## [Task prompt]
What are the lines, copied exactly, from the one containing "the wheelchair, imagine" through the last line of the records below, both included?

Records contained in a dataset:

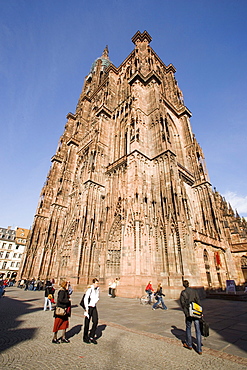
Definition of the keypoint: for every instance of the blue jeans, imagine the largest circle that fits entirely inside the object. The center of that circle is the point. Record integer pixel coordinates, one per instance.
(160, 300)
(188, 322)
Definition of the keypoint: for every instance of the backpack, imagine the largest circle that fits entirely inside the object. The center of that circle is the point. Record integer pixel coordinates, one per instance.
(82, 300)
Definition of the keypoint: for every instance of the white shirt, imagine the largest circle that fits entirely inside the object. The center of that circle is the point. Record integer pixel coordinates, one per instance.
(93, 293)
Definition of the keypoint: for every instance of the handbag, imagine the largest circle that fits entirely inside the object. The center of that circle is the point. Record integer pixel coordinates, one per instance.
(60, 311)
(195, 310)
(204, 327)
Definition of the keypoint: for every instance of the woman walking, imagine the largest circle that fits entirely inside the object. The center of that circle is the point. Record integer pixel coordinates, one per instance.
(149, 290)
(158, 294)
(61, 321)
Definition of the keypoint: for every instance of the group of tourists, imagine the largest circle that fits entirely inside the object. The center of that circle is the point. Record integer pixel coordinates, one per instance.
(187, 296)
(62, 312)
(89, 301)
(158, 294)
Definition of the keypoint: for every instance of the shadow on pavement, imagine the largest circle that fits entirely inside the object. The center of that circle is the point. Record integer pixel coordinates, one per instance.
(10, 333)
(99, 330)
(73, 331)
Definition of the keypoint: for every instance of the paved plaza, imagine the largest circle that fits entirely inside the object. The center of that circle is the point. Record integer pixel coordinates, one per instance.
(130, 336)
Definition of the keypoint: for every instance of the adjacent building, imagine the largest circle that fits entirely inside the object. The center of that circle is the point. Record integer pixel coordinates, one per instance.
(12, 246)
(128, 194)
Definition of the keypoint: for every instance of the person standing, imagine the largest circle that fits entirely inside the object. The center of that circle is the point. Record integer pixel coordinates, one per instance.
(90, 300)
(114, 287)
(187, 296)
(49, 291)
(149, 290)
(62, 322)
(159, 294)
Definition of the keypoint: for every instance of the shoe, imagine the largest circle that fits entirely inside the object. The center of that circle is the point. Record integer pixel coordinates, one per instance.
(92, 340)
(186, 346)
(65, 340)
(56, 341)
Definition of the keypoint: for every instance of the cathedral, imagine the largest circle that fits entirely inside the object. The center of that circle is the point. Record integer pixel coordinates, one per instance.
(128, 193)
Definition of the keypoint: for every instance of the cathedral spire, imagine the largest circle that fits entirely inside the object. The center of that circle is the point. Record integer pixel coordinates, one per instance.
(106, 53)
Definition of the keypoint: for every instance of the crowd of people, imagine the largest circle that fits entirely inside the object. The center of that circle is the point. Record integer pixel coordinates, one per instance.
(62, 308)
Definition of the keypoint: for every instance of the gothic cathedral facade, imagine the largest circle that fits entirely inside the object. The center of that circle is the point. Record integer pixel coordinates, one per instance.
(128, 194)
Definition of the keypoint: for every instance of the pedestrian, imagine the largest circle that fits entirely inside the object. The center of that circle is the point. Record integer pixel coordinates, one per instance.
(109, 288)
(159, 297)
(70, 289)
(61, 322)
(114, 287)
(149, 290)
(90, 300)
(187, 296)
(49, 294)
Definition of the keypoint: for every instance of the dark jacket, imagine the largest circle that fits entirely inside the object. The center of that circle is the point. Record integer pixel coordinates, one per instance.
(159, 293)
(63, 298)
(187, 296)
(49, 290)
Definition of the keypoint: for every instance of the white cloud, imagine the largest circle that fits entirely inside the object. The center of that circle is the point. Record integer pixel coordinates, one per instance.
(237, 202)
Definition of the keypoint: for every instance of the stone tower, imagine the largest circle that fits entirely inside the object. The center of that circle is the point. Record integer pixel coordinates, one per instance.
(128, 194)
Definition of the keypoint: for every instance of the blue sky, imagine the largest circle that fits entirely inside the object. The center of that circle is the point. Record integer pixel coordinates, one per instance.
(47, 48)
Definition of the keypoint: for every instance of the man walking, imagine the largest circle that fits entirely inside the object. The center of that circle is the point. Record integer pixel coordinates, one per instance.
(187, 296)
(90, 300)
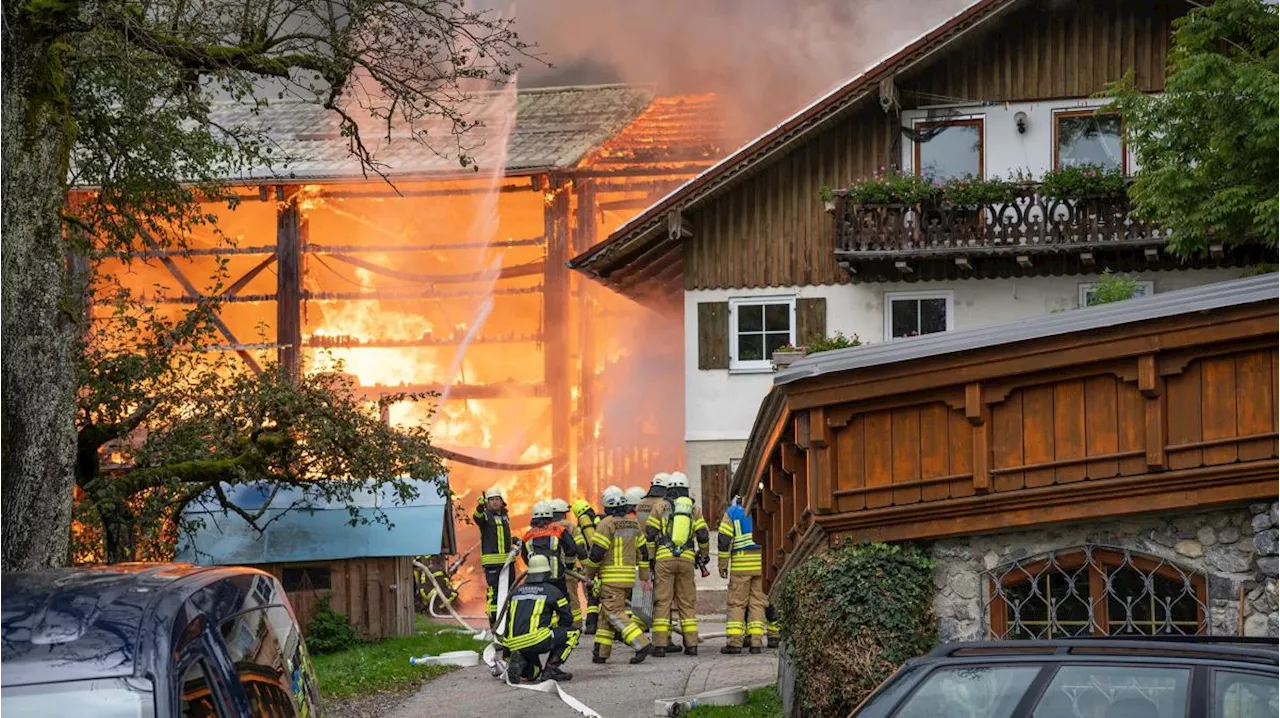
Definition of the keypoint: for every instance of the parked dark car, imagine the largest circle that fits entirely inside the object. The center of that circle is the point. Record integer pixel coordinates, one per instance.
(1133, 677)
(151, 640)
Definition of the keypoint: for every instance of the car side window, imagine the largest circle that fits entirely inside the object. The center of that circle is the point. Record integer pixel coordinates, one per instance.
(1246, 695)
(974, 691)
(265, 646)
(197, 694)
(1115, 691)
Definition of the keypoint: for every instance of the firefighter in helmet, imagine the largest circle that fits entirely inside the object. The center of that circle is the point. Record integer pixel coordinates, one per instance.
(681, 538)
(741, 561)
(496, 544)
(618, 550)
(533, 608)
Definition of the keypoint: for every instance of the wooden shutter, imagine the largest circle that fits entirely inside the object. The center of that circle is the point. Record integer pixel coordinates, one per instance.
(810, 320)
(713, 335)
(714, 493)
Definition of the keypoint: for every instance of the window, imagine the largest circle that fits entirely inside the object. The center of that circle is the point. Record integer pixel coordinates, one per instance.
(1088, 138)
(913, 314)
(1244, 695)
(270, 662)
(306, 579)
(1144, 289)
(1115, 690)
(970, 693)
(949, 149)
(1095, 591)
(197, 698)
(759, 325)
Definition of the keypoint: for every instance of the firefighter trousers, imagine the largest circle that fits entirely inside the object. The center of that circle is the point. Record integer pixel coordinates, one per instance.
(492, 575)
(615, 620)
(746, 604)
(675, 586)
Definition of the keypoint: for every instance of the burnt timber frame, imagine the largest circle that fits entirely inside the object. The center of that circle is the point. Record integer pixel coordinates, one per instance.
(1065, 428)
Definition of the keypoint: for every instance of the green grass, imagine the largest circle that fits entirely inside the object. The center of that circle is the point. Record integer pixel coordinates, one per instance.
(383, 666)
(760, 703)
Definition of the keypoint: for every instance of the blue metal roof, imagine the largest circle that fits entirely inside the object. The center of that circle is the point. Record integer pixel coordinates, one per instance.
(297, 526)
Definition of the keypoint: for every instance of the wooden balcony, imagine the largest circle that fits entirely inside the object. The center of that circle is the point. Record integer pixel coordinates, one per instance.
(1032, 234)
(1169, 402)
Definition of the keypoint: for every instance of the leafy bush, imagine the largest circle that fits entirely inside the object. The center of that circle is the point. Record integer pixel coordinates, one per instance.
(836, 341)
(892, 188)
(329, 631)
(977, 192)
(1083, 182)
(1114, 288)
(851, 617)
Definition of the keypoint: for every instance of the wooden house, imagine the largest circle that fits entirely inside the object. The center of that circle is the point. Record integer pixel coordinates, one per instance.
(364, 570)
(755, 259)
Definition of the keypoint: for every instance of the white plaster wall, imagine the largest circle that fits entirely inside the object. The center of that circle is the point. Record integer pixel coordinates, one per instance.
(1005, 149)
(721, 406)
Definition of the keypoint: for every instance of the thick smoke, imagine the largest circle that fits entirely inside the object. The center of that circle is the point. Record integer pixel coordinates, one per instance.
(766, 58)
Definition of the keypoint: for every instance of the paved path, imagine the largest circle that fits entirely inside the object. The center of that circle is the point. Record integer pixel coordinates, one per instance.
(615, 690)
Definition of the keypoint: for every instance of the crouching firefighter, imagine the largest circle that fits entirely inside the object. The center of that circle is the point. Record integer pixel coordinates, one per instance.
(741, 562)
(530, 632)
(496, 543)
(617, 552)
(681, 536)
(586, 521)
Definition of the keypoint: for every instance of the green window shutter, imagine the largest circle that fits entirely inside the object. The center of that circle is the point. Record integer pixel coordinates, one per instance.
(810, 320)
(713, 335)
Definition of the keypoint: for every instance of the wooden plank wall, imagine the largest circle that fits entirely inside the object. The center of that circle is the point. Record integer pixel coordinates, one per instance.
(771, 229)
(375, 594)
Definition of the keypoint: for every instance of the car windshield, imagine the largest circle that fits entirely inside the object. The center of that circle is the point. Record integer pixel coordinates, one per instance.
(100, 699)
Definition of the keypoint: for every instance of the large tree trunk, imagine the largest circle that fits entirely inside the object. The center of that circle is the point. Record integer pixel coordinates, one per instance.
(36, 325)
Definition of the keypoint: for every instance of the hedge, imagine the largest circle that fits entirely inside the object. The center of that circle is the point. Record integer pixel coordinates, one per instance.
(850, 617)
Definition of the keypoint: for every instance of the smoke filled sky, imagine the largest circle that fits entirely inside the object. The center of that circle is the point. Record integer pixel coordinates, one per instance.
(766, 58)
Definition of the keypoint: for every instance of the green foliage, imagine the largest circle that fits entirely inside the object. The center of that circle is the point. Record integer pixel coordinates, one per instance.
(329, 631)
(760, 703)
(851, 617)
(383, 666)
(1114, 288)
(892, 187)
(974, 192)
(1083, 182)
(836, 341)
(1208, 145)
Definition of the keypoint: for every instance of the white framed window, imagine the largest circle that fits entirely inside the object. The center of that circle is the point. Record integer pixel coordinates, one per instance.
(913, 314)
(1144, 289)
(758, 327)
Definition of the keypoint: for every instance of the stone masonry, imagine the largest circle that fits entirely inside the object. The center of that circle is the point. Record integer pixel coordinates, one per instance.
(1233, 547)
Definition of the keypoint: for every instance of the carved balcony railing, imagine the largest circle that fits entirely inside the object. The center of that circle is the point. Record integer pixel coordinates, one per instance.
(1029, 223)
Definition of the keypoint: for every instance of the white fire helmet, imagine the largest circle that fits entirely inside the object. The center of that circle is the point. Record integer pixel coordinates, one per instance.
(635, 494)
(613, 498)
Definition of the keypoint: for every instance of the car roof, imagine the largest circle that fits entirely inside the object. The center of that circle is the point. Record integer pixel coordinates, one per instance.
(1260, 652)
(91, 622)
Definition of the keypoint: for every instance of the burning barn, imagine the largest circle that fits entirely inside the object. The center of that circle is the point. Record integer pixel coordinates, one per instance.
(453, 279)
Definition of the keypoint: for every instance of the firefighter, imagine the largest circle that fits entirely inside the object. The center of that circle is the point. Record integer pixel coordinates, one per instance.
(617, 550)
(743, 563)
(772, 627)
(534, 607)
(560, 513)
(548, 538)
(586, 521)
(496, 543)
(681, 538)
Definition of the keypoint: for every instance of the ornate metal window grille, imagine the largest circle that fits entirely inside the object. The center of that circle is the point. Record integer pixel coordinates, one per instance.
(1095, 590)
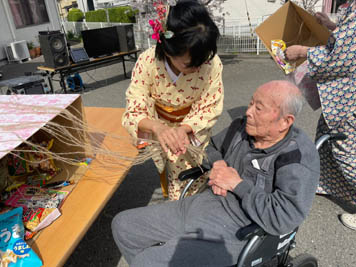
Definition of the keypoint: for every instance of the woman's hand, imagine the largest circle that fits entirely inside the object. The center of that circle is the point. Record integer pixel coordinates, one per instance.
(324, 19)
(172, 138)
(295, 52)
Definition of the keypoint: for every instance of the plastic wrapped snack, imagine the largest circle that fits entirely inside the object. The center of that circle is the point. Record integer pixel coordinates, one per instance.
(40, 205)
(277, 48)
(13, 249)
(31, 165)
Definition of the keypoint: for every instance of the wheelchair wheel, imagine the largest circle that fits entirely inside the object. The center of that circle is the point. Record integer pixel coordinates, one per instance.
(303, 260)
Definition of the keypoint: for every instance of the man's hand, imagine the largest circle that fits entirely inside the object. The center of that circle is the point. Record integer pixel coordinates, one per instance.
(223, 178)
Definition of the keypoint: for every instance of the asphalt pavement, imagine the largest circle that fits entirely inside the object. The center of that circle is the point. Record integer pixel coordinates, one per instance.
(321, 235)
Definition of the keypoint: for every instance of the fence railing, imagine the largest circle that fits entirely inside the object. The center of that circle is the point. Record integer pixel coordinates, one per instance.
(237, 36)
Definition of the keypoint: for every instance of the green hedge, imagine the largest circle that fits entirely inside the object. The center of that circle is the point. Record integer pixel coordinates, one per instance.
(75, 14)
(123, 14)
(116, 14)
(96, 16)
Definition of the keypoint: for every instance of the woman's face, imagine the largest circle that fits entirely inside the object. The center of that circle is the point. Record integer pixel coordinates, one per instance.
(181, 64)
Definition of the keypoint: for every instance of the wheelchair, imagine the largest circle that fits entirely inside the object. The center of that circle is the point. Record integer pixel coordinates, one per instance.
(263, 249)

## [Answer space]
Definition of the keypoint: for every instance of the wheelchair, imagine the largest circle that fits entirely inside the object. The center of that circle is the point. Record integer pixel coordinates, one per instance.
(263, 249)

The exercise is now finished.